GIVEN INFORMATION
>>>>
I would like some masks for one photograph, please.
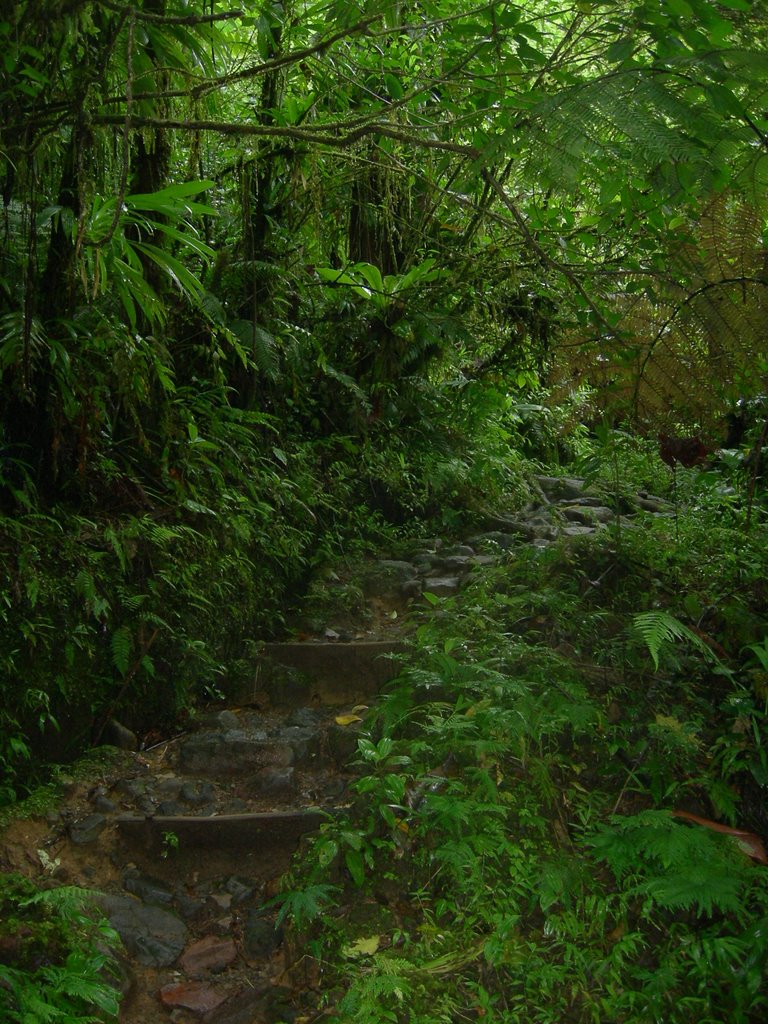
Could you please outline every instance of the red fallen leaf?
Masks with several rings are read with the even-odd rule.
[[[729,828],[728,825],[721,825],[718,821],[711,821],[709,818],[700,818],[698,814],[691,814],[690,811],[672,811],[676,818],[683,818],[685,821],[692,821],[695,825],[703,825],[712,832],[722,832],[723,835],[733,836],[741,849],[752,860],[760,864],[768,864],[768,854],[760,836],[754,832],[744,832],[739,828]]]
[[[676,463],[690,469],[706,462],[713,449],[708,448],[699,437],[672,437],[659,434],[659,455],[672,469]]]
<<<<
>>>>
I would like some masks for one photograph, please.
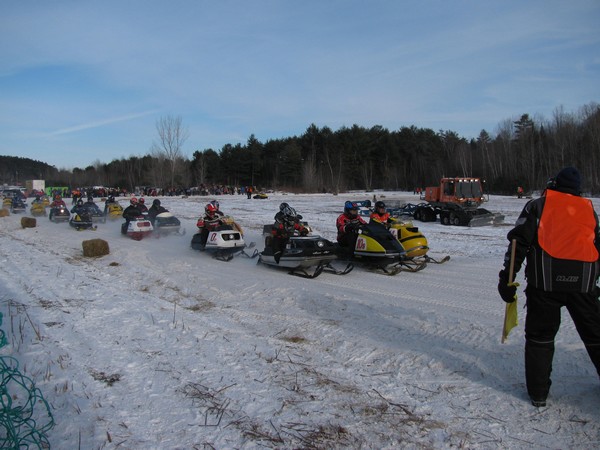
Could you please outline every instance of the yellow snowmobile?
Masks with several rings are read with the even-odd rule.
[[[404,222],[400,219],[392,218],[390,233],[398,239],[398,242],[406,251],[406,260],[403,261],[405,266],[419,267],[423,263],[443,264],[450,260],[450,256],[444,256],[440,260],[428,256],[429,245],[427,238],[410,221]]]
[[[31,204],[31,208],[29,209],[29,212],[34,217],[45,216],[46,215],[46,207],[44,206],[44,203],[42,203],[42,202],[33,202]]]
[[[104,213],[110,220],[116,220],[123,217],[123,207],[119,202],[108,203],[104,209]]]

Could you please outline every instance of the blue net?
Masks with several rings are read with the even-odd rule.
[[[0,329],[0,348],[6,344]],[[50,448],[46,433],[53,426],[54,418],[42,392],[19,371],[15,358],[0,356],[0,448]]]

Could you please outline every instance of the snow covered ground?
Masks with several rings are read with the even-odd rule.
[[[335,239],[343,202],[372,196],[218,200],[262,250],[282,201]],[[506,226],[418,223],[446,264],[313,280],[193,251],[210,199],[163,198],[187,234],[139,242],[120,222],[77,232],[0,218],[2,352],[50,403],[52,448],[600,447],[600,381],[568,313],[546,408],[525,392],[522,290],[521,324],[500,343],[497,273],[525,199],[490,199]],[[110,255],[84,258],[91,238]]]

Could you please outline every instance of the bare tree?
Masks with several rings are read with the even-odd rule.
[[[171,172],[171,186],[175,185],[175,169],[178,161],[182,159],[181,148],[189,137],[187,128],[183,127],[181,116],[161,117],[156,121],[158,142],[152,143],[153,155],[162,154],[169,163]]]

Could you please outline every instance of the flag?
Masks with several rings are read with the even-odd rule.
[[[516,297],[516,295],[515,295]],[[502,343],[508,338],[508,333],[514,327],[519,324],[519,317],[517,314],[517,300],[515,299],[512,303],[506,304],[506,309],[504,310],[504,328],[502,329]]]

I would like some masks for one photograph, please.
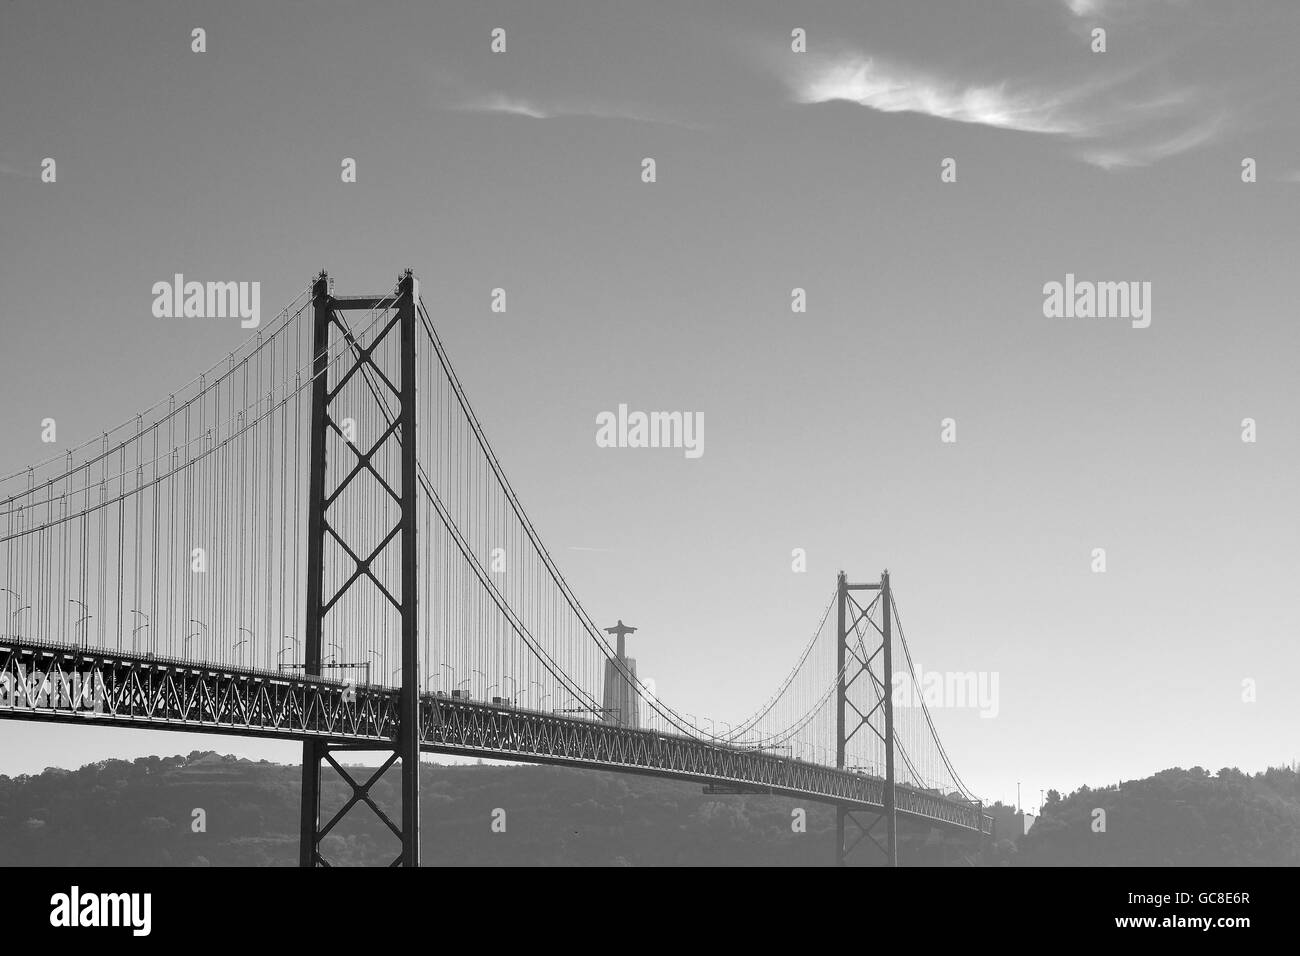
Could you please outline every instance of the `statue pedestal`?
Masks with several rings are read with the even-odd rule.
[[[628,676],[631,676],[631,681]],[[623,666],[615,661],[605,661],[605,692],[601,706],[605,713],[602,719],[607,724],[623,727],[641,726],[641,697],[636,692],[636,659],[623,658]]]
<<<<
WORK ITEM
Would you please copy all lines in the data that contain the word "every"?

ANSWER TO THE EXERCISE
Could you please outline every instance of the red fallen leaf?
Could you please outline every instance of the yellow snowmobile?
Could you please outline every instance of the blue net?
Could you please outline every instance of the snow covered ground?
Could you please outline every instance of the bare tree?
Could you please outline every instance of the flag?
Could you please outline every instance of the `statue pedestal`?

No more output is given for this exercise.